▶ EXERCISE BRIEF
From the listing below, report every line that contains the word "water", copying each such line in full. Case counts, so a match must have the same capital and lowercase letters.

▶ RECORDS PROVIDED
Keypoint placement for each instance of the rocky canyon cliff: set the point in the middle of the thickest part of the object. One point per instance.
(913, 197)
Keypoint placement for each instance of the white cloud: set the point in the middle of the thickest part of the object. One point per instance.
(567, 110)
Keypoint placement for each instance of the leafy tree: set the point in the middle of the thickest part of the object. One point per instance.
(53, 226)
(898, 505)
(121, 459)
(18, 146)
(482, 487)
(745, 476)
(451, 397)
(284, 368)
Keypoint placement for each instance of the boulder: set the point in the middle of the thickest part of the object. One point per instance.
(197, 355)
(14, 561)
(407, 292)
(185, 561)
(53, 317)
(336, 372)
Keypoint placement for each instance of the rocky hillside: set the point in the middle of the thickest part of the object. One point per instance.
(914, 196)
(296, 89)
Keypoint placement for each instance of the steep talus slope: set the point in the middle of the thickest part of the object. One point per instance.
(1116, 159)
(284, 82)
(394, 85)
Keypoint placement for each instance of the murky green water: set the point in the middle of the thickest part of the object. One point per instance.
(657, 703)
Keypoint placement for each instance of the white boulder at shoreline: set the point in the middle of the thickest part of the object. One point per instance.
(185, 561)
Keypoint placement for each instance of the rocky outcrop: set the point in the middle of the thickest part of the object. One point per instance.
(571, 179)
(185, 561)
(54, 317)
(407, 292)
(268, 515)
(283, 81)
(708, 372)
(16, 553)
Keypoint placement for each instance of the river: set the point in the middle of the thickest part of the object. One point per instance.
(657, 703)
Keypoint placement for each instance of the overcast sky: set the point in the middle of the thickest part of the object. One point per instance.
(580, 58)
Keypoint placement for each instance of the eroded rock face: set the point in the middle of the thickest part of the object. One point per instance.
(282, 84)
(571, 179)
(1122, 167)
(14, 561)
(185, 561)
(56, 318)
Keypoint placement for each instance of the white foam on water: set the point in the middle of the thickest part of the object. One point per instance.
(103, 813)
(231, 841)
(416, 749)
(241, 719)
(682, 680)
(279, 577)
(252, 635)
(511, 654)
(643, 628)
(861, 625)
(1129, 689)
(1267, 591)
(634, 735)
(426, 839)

==

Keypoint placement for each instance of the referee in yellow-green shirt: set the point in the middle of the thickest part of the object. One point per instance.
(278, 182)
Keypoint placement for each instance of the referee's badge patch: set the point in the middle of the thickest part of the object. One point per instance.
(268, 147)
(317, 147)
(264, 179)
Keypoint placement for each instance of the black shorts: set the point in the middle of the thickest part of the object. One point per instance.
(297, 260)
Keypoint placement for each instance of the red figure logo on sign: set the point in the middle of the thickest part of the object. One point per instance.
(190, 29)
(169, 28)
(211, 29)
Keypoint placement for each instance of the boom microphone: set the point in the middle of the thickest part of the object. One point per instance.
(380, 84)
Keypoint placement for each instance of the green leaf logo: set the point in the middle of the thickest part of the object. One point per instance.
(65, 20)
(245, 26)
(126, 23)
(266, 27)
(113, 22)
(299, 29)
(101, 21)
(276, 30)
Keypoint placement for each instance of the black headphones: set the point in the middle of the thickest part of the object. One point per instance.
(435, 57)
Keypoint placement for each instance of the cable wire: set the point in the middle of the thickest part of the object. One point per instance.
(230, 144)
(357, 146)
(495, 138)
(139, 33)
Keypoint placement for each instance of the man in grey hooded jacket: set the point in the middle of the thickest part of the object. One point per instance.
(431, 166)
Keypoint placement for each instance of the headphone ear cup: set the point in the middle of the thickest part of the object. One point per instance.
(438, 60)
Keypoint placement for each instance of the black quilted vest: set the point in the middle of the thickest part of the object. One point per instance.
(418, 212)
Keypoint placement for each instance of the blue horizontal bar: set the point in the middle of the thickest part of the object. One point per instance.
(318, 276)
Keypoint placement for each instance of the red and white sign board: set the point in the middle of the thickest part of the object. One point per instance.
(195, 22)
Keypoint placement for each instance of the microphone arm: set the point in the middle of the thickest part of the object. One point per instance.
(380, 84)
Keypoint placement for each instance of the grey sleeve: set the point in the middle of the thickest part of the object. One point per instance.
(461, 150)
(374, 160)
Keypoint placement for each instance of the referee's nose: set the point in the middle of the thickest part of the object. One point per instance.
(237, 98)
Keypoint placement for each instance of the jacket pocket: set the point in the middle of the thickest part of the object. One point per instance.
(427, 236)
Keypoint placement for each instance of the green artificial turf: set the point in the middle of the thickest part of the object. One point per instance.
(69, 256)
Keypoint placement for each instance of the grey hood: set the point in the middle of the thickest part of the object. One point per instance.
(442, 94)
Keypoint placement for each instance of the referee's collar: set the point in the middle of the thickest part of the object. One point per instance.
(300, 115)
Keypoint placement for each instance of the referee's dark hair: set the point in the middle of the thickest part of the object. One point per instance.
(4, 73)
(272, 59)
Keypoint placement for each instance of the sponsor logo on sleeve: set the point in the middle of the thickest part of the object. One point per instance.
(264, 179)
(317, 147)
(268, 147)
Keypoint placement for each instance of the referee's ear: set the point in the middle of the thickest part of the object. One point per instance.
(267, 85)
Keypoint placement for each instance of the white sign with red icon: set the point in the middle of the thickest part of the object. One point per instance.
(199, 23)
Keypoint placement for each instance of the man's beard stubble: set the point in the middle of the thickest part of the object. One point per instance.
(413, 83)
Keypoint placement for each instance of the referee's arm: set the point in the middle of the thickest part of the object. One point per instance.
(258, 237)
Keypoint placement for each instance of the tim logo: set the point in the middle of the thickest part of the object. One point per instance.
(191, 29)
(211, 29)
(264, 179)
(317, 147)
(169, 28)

▶ TASK OUTPUT
Keypoint placement for each instance of the murky green water: set the point in the middle of the thickest part of the object. One point per instance.
Keypoint placement for each instance of the white foam on water: set the point in the middle of the thickest part of the object. One point per instance.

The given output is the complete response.